## Texte étudié
■ ■ ■ ■ ■ ■ ■
Sur l’épouvantable 14,

ces temps-ci pomponnée au sucre glace et au brouillard pailleté dans quelques joliesses cinématographiques bien proprettes :

Il FAUT lire

Andreas LATZKO, Hommes en guerre, (1917) traduit de l’allemand par Martina Wachendorff et Henri-Frédéric Blanc, éd. Agone, coll. “Marginales”, 2003.

“Le Camarade, un journal «

À moi aussi, la guerre m’a fait cadeau d’un camarade. Un camarade comme personne n’en a.
Il y a quatorze mois exactement, j’ai fait sa connaissance.

[…]

Je baigne dans sa présence, il s’est installé dans mon être, il y travaille comme le mystérieux opérateur de cinéma enfermé dans sa cage noire, au-dessus des spectateurs. C’est lui, qui, par mes yeux, projette son image sur chaque mur, chaque rideau…

[…]

Les médecins ne croient pas qu’un mort puisse s’unir à un vivant, puisse survivre et s’installer dans le corps d’un vivant. Les médecins n’admettent que cet idiot de réel avec son attirail d’objets balourds et de chochoses ridicules. Qu’on soit le berceau d’un mort, c’est trop pour messieurs les docteurs.
■ ■ ■ ■ ■ ■ ■
(Entrées de données recueillies)
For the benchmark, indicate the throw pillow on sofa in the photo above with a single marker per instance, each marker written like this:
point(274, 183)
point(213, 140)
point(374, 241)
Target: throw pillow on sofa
■ ■ ■ ■ ■ ■ ■
## Vos consignes
Poursuivez le texte sur Hommes en guerre d'Andreas Latzko à partir de sa dernière phrase.

## Réponse attendue
[…]

Je sais, moi, que je ne force pas ce mort à partager ma vie. D’ailleurs il vit en moi plus intensément que moi-même. Sont-ce juste des visions, ces silhouettes qui glissent sur les murs, se blottissent dans l’ombre, se tiennent sur le balcon obscur en regardant la chambre éclairée, tapent si fort à la fenêtre que les carreaux en tremblent ? D’où viennet-elles ? Mon cerveau sécrète l’image, mes yeux la réfléchissent mais, dans la cage noire, le mort se tient assis avec sa manivelle. Comment ne verrais-je pas ce qu’il montre ? Si je ferme les yeux, l’image frappe l’intérieur de mes paupières et la scène se poursuit en moi. Soi disant je devrais être le plus fort, mais on ne peut pas tuer un mort, tout docteur devrait le savoir.

Les toiles du Titien, de Michel Ange furent peintes il y a des siècles et on peut encore les voir dans les musées. Les images qu’un mourant, dans sa dernière lutte, grava dans mon cerveau il y a quatorze mois devraient disparaître pour la simple raison que celui qui me les légua gît à présent dans une tombe ?

[…]

Que serait notre vie sans ces images que notre mémoire déterre et remet en lumière, comme le faisceau du projecteur ? Maladie ? certainement.

[…]

Ne suffit-il pas d’avoir entendu parler de mâchoires arrachées, de gorges coupées, de cadavres enchevêtrés, pour pénétrer, au pas feutré de ses pantoufles, de l’autre côté du décor, dans cet envers du confort qui s’appelle l’enfer ?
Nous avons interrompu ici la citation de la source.